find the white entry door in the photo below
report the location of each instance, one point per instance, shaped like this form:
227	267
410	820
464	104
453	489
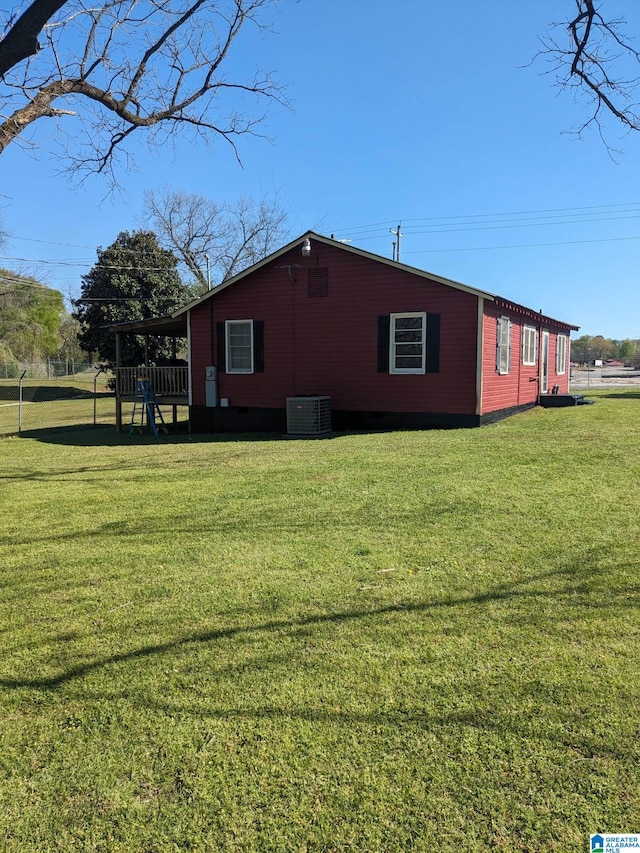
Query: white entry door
544	364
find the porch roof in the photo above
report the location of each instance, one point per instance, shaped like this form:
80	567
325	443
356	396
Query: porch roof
172	327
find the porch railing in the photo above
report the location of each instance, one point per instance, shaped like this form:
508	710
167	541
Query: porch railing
165	381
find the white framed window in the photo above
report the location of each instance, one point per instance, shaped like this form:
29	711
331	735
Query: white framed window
503	345
561	354
239	338
407	342
529	344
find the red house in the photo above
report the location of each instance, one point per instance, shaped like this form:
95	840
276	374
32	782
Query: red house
389	345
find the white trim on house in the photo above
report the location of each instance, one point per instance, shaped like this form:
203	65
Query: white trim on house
230	355
189	362
529	345
503	345
479	353
561	354
397	348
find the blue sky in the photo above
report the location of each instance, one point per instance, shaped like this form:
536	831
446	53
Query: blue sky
420	112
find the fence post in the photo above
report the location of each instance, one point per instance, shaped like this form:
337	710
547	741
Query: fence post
20	403
95	398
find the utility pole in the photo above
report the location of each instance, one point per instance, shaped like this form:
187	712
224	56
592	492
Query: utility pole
396	246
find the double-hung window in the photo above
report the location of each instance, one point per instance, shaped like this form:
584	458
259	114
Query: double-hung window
407	342
561	354
503	345
529	344
239	338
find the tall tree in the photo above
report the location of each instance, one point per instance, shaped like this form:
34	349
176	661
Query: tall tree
30	317
215	241
133	279
126	67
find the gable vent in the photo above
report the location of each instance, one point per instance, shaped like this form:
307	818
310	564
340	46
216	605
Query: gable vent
318	282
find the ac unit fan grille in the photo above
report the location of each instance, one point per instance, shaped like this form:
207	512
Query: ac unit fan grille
308	415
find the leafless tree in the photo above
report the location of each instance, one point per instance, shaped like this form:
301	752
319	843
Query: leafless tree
214	240
127	66
596	59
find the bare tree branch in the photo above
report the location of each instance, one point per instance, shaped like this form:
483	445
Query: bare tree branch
154	66
215	241
599	62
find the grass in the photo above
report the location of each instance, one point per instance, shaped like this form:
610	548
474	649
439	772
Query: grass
54	403
406	641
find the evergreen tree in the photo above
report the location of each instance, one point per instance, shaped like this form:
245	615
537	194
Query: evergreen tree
134	279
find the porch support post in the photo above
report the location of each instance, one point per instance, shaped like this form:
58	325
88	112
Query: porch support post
118	400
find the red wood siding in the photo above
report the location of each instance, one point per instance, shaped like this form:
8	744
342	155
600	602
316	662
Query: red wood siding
521	385
328	344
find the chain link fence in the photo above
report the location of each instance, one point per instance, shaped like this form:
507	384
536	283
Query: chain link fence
49	369
54	400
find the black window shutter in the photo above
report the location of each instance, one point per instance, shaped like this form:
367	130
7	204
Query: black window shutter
433	344
258	346
222	347
383	343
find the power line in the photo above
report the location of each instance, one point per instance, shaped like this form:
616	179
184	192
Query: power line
520	246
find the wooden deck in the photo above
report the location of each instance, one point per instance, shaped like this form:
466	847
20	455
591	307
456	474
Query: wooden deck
170	384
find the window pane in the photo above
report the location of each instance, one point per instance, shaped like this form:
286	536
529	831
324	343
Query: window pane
240	346
408	323
409	349
405	362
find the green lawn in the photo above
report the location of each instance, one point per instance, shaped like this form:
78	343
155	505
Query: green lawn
54	403
399	642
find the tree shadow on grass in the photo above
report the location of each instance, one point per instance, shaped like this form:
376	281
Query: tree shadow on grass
577	575
88	435
621	395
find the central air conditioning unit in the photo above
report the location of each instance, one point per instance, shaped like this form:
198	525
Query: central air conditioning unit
308	415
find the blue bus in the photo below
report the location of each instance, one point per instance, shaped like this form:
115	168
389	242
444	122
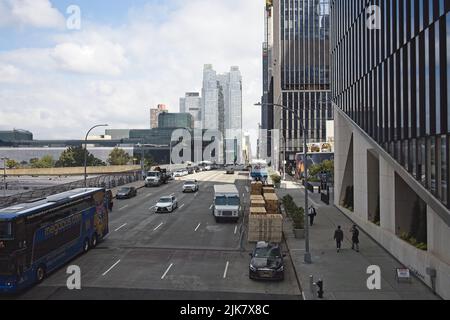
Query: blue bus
40	236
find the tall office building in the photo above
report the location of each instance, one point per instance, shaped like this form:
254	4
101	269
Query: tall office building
210	99
391	86
154	114
192	103
300	68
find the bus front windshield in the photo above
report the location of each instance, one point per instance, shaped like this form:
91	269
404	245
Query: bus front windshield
5	230
227	201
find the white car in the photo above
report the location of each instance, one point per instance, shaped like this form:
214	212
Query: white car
166	204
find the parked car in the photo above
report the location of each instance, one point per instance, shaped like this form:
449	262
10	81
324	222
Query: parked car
190	186
166	204
230	170
267	262
126	193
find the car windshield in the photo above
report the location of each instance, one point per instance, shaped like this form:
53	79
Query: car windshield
267	252
5	230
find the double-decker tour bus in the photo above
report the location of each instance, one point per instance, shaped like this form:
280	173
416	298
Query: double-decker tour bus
40	236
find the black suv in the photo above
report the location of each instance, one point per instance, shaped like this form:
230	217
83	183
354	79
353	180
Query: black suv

**YOUR INSTRUCTIONS**
Pull out all lines containing the word "below" from the entries above.

**EXPECTED ANSWER**
find the white entry door in the photo below
find the blue bus in the photo below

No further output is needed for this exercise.